Des documents et instances nationales fixent des objectifs et orientations en matière de logistique urbaine

C’est le rôle par exemple du Comité interministériel de la logistique (CILOG) et du rapport de la mission Logistique Urbaine Durable (octobre 2021) qui prévoit notamment la mise en place de conférences régionales de la logistique dans chaque grande région de France et la mise en place d’un Comité de liaison Logistique Urbaine Durable.

La première préconisation du rapport de la mission LUD décrit ainsi les objectifs de ce Comité de liaison, « former une communauté d’engagement et d’accompagnement des acteurs locaux autour du GART sur la logistique urbaine […] pour outiller, former et accompagner les principaux acteurs de la logistique urbaine, renforcer la capacité de mobilisation collective ».

Le programme de travail, proposé par le GART, est partagé au sein du Comité de liaison qui réunit l’ensemble des parties prenantes (constitué aujourd’hui par le GART, France Logistique, France Urbaine, Intercommunalités de France, Régions de France, la Fédération Nationale des Agences d’Urbanisme, l’Association des Maires de France, le CEREMA, les auteurs du rapport LUD et la DGITM), dans le but deconstituer un lieu d’échanges, de remontée d’informations, de partage et d’articulation entre les initiatives prises par les différents acteurs. La principale plus-value du comité de liaison est de pouvoir formuler des propositions d’évolutions législatives et réglementaires et de les porter ensuite devant les représentants de l’Etat du fait de la présence de celui-ci au sein de ce comité.

2. LA RÉGION

Les régions ont de multiples compétences, en particulier sur les questions de développement économique. En matière de planification, les régions sont garantes de leur SRADDET (Schéma régional d'aménagement, de développement durable et d'égalité des territoires). Elles ont également une partie de la compétence sur la protection de l’environnement, notamment à travers le PPA (Plan de protection de l’atmosphère). Depuis la loi LOM, elles peuvent être détentrices de la compétence AOM (autorité organisatrice de la mobilité) quand le président d’un EPCI (Établissement public de coopération intercommunale) décide de la lui concéder.

○ ○ ○

À faire
• 1. Reproduisez le passage du texte sur la logistique urbaine qui va de « Les régions ont » jusqu'à « la lui concéder. » inclus.
• 2. Traduisez en anglais cette phrase du texte sur la logistique urbaine : « Les régions ont de multiples compétences, en particulier sur les questions de développement économique. »
• 3. Reprenez le texte sur la logistique urbaine là où il s'arrête et poursuivez sa rédaction.

○ ○ ○

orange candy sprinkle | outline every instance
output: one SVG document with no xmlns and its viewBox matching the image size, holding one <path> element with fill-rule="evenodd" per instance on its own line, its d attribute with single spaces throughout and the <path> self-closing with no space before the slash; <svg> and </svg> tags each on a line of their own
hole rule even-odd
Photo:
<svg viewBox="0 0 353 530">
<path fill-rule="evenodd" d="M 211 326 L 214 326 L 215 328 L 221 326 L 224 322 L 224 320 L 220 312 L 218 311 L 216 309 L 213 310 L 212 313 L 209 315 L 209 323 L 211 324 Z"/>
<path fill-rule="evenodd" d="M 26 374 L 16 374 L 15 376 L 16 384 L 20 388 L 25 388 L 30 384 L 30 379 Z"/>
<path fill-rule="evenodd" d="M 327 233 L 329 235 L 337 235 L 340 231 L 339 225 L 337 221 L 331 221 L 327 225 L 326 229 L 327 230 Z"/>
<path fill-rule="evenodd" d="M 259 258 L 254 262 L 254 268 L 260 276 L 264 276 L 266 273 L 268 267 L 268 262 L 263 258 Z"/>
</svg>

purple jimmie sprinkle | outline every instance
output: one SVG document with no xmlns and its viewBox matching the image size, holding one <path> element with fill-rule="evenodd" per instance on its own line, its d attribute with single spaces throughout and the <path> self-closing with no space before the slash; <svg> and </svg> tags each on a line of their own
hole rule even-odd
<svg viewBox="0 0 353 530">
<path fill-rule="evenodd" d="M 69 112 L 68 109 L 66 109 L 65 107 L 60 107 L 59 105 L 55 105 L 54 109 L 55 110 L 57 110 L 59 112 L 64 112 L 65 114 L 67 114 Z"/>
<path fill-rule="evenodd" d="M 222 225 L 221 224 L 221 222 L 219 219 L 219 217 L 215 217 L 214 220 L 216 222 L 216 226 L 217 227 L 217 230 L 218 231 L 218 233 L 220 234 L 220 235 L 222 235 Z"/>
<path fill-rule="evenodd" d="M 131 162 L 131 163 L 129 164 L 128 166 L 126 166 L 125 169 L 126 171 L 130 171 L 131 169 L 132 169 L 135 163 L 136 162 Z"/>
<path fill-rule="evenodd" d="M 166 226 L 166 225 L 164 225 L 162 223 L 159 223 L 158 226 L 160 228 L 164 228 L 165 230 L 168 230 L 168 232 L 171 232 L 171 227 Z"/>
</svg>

○ ○ ○

Réponses
• 1.
Les régions ont de multiples compétences, en particulier sur les questions de développement économique. En matière de planification, les régions sont garantes de leur SRADDET (Schéma régional d'aménagement, de développement durable et d'égalité des territoires). Elles ont également une partie de la compétence sur la protection de l’environnement, notamment à travers le PPA (Plan de protection de l’atmosphère). Depuis la loi LOM, elles peuvent être détentrices de la compétence AOM (autorité organisatrice de la mobilité) quand le président d’un EPCI (Établissement public de coopération intercommunale) décide de la lui concéder.

• 2. Regions have multiple areas of responsibility, particularly with regard to economic development.

• 3.
À l’échelle d’une région, plusieurs instances ont un rôle à jouer en matière de logistique urbaine. C’est le cas par exemple des ORT(L) (observatoire régional du transport - et de la logistique), qui peuvent être en copilotage région et DREAL.

Depuis le rapport de la mission LUD (voir encadré Des documents et instances nationales fixent des objectifs et orientations en matière de logistique urbaine ci-dessus), des conférences régionales de la logistique doivent également être mises en place – elles le sont déjà sur certaines régions telles que l’Île-de-France et la Région Sud. 

Qu’est-ce qu’une autorité organisatrice de la mobilité (AOM) ?

Une AOM est une personne publique compétente pour l’organisation des mobilités au sein de son ressort territorial. Il s’agit d’une AOM dite « locale » lorsque la compétence est portée par un EPCI (métropole, communauté urbaine, communauté d’agglomération), une communauté de communes ou un syndicat mixte. On parle d’AMO régionale, lorsqu’elle est portée par la région. Les AOM peuvent « organiser ou contribuer au développement des services de transport de marchandises et de logistique urbaine, en cas d’inexistence, d’insuffisance ou d’inadaptation de l’offre privée, afin de réduire la congestion urbaine ainsi que les pollutions et les nuisances affectant l’environnement » - article L1231-1-1 du Code des transports. Les AOM sont en charge du Plan de Mobilité (PDM) qui expose la politique mobilité (voyageurs et marchandises) et les actions inhérentes sur le territoire.

3. L’ÉTABLISSEMENT PUBLIC DE COOPÉRATION INTERCOMMUNAL (EPCI)

L’intercommunalité regroupe plusieurs communes dans une entité juridique sous la forme d’une communauté urbaine, d’une communauté d’agglomérations ou d’une métropole. L’EPCI a les compétences suivantes : développement économique, mobilité (PDM(s)), urbanisme et planification (PLUi, PCAET, SCoT), protection de l’environnement (ZFE-m).  

Cette échelle est particulièrement intéressante pour traiter la question de la logistique urbaine, à travers des chartes concertées avec les acteurs économiques locaux – à la fois car des enjeux bien spécifiques s’y centralisent (environnementaux et de qualité de l’air, attractivité du territoire, sur le plan économique et de qualité de vie) et parce que l’EPCI a les compétences nécessaires pour la mettre en œuvre. 

Qu’est-ce qu’un Plan de mobilité (simplifié) – PDM(S) ?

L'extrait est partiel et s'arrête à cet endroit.